WHAT THE EXERCISE ASKS - Show every line of the records below that contains the word "plastic", copying each one in full.
start STORED ROWS
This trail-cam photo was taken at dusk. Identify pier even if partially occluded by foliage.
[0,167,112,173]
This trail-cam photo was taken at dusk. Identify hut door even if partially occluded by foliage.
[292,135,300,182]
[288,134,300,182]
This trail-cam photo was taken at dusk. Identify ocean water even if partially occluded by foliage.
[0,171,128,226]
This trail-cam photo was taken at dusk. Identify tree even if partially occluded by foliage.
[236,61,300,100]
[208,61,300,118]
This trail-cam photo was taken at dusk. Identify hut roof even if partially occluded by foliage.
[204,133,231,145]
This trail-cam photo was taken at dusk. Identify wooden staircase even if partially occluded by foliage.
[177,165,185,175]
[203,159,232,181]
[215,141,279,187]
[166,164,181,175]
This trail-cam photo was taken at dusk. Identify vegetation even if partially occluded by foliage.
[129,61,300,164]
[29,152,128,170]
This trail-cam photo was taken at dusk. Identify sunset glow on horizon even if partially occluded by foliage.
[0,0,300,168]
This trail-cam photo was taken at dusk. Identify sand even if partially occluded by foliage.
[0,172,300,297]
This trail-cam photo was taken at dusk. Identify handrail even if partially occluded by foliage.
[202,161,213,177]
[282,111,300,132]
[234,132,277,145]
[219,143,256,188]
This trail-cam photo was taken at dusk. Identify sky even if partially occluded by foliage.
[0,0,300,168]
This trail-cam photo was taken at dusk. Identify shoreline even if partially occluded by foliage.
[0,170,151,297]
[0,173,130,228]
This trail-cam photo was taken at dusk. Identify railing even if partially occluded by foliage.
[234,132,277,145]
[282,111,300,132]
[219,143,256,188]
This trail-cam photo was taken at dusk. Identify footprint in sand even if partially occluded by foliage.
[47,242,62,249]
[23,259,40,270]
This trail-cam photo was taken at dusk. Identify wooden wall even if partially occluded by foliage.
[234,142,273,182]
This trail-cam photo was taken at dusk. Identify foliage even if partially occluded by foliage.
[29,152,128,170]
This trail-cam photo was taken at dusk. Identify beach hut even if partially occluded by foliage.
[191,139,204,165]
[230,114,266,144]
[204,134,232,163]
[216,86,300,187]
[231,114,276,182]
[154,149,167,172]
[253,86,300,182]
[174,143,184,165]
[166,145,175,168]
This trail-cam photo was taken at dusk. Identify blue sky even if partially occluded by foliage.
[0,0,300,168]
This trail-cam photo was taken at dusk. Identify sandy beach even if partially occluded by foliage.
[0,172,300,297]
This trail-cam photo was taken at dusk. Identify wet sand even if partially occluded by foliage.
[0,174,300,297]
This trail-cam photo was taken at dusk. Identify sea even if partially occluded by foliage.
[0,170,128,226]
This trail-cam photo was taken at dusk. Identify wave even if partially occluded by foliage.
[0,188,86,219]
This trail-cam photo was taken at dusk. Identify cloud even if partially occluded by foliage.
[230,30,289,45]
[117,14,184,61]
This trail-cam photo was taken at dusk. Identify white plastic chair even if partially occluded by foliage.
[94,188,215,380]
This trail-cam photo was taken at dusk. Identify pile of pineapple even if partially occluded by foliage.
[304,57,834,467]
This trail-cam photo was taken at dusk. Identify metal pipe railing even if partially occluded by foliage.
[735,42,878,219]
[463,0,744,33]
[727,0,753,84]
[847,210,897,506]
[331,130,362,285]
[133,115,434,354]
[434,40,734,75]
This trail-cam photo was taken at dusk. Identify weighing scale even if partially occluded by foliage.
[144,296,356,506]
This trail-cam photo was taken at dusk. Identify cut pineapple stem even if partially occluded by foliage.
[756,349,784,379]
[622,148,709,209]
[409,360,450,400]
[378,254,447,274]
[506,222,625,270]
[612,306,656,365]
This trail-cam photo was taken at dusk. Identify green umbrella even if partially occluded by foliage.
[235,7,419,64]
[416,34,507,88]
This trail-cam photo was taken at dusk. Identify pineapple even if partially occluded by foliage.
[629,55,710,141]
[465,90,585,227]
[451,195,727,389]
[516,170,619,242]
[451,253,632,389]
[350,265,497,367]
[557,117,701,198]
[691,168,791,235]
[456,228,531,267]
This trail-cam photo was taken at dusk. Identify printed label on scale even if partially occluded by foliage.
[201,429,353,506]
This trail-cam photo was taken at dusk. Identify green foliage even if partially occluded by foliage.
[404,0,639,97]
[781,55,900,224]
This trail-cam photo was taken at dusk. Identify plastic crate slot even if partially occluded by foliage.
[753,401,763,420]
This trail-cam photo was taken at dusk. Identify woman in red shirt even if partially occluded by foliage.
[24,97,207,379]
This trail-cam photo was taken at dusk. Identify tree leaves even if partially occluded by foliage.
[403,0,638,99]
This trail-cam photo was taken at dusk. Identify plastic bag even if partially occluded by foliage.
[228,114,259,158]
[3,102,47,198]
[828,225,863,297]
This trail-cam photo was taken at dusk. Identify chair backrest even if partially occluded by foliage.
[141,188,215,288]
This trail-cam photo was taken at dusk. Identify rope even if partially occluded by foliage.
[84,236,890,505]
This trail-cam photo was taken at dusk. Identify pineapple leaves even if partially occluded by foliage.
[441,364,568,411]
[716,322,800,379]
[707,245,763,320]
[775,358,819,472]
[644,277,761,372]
end STORED ROWS
OUTPUT BELOW -
This trail-cam photo was taken at dusk. Identify white plastic chair even if partially occluded by foliage.
This trail-cam photo was taken at dusk. Identify plastic crate slot even if partially occluded by foliage.
This trail-cam photo was taken at dusk. Identify plastic bag even if partially occluded by foliage.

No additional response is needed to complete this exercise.